Document extract:
[start]

True Stories, Real Stakes: A Window Opens on Crimes Against Women in Women's Month – August 2025

"She said no. That should have been the end of it."

A message from Fatal Obsession, the first episode of a true crime series centered on Gender Based Violence and Femicide (GBVF). The message brings the public to a zone of uncomfortable debate on the terrifying entitlement some men feel over women's bodies, choices, and lives. It speaks to the horror of Intimate Partner Violence (IPV) and the wider scale of abuse that women and girls face daily including coercion, stalking, sexual assault, emotional manipulation, and brutal silencing. These various forms of GBVF are often discussed within homes, workplaces, and communities, hence the urgent need for collective efforts to address them.

In the recent past, South Africa has undergone an alarming surge and normalization of GBVF. According to the South African Police Services (SAPS) crime statistics, a total of 13, 453 sexual offences were recorded between January-March 2025. This includes 10,688 rape cases, 1,872 sexual assaults, 656 attempted sexual offences and 236 contact sexual offences. In addition, majority of the victims and survivors of sexual offences are women and girls from GBV hotspots, Gauteng, KwaZulu-Natal, and Western Cape provinces. These figures depict how unsafe it remains to be a woman or a girl in South Africa, a situation that has pushed many individuals to question uncomfortable truths about how society values and fails women and girls at the same time.

[end]

Record set:
[start]

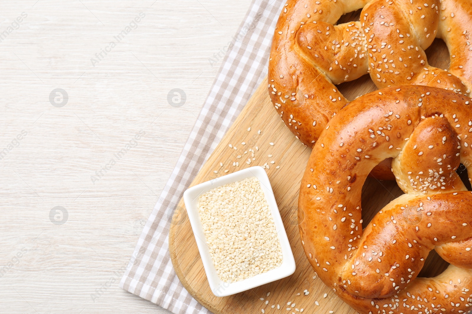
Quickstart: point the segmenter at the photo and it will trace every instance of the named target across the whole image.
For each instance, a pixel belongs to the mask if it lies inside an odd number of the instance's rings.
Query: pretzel
[[[302,179],[300,232],[320,278],[356,310],[471,309],[472,192],[455,172],[472,173],[471,132],[472,100],[421,86],[361,96],[328,123]],[[388,157],[405,194],[362,230],[362,185]],[[416,278],[433,249],[451,265]]]
[[[334,25],[363,7],[361,20]],[[421,85],[464,95],[472,88],[472,2],[465,0],[288,0],[276,27],[269,90],[290,130],[312,147],[348,102],[335,85],[370,73],[377,87]],[[424,49],[442,38],[449,71]]]

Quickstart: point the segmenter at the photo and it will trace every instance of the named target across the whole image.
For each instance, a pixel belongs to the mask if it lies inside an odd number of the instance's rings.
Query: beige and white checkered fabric
[[[141,233],[120,287],[176,314],[210,313],[172,267],[169,227],[174,210],[205,161],[267,73],[282,0],[254,0],[228,51],[175,169]]]

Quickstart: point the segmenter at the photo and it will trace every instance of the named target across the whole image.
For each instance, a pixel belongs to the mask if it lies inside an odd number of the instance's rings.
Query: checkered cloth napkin
[[[184,191],[267,74],[282,0],[253,0],[170,178],[148,219],[120,287],[176,314],[211,312],[174,271],[168,245],[172,216]]]

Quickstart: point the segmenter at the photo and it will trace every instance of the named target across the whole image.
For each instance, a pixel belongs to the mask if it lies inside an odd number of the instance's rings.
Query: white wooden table
[[[169,313],[118,282],[249,4],[3,1],[0,312]]]

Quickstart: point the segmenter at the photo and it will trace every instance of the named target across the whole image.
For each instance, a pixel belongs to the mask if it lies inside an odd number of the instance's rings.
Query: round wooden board
[[[448,67],[447,48],[442,40],[436,40],[427,50],[430,64],[443,69]],[[343,83],[340,90],[349,99],[376,89],[370,78],[364,75],[359,79]],[[250,131],[248,131],[251,127]],[[257,131],[261,133],[258,135]],[[246,144],[243,145],[243,142]],[[273,142],[274,146],[269,145]],[[232,144],[237,147],[235,151],[228,147]],[[255,149],[256,160],[250,165],[246,161],[249,148]],[[354,314],[356,312],[338,298],[317,277],[310,266],[302,248],[298,232],[297,209],[298,193],[303,170],[310,150],[303,146],[285,127],[274,109],[267,94],[264,81],[215,149],[192,184],[198,184],[228,173],[255,165],[269,162],[266,169],[272,185],[287,235],[296,264],[295,274],[288,277],[236,295],[224,298],[215,297],[207,281],[198,250],[187,218],[183,201],[179,203],[169,234],[170,257],[175,271],[185,289],[199,302],[216,314],[248,314],[287,313],[287,308],[295,313],[295,309],[304,309],[307,314],[336,313]],[[268,155],[273,157],[269,158]],[[237,156],[243,157],[238,159]],[[270,161],[274,161],[275,163]],[[238,161],[239,167],[232,166]],[[223,167],[220,166],[222,162]],[[279,169],[276,167],[280,166]],[[218,170],[215,174],[214,171]],[[385,205],[403,194],[395,181],[381,181],[368,178],[362,194],[362,218],[364,226]],[[422,276],[435,276],[446,268],[447,264],[433,251],[420,274]],[[305,296],[305,289],[310,291]],[[267,296],[270,292],[270,295]],[[299,296],[297,294],[300,293]],[[328,296],[323,298],[325,293]],[[263,298],[261,301],[260,298]],[[266,301],[268,303],[266,304]],[[318,301],[319,306],[316,305]],[[289,302],[295,303],[292,307]],[[280,310],[277,309],[279,305]],[[275,308],[271,306],[275,305]]]

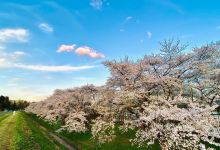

[end]

Set exercise 1: According to the article on gender-based violence and femicide, how many rape cases did SAPS record between January and March 2025?
Set exercise 2: Retype the article on gender-based violence and femicide from "A message from" to "to address them.".
Set exercise 3: Write what comes next in the article on gender-based violence and femicide, starting after its final sentence.
The data was drawn from a separate source.

Exercise result 1: 10,688

Exercise result 2:
A message from Fatal Obsession, the first episode of a true crime series centered on Gender Based Violence and Femicide (GBVF). The message brings the public to a zone of uncomfortable debate on the terrifying entitlement some men feel over women's bodies, choices, and lives. It speaks to the horror of Intimate Partner Violence (IPV) and the wider scale of abuse that women and girls face daily including coercion, stalking, sexual assault, emotional manipulation, and brutal silencing. These various forms of GBVF are often discussed within homes, workplaces, and communities, hence the urgent need for collective efforts to address them.

Exercise result 3:
South Africa has taken notable steps to address GBVF through policy interventions such as the National Strategic Plan on Gender-Based Violence and Femicide (NSP-GBVF), strengthened sexual offences legislation, and the establishment of specialised GBV courts aimed at improving survivor access to justice. Policy responses, such as the National Strategic Plan on GBVF, risk falling short unless they are matched with an equally urgent cultural shift in how we engage, listen, and respond to victims and survivors of GBVF. Until the public is emotionally and intellectually transformed, policy efforts will continue to meet resistance and inaction.

Learning institutions in South Africa are increasingly embracing the Comprehensive Sexuality Education (CSE) system that aims to equip learners with knowledge, skills, and values to make informed decisions and navigate their sexual and reproductive health safely and responsibly.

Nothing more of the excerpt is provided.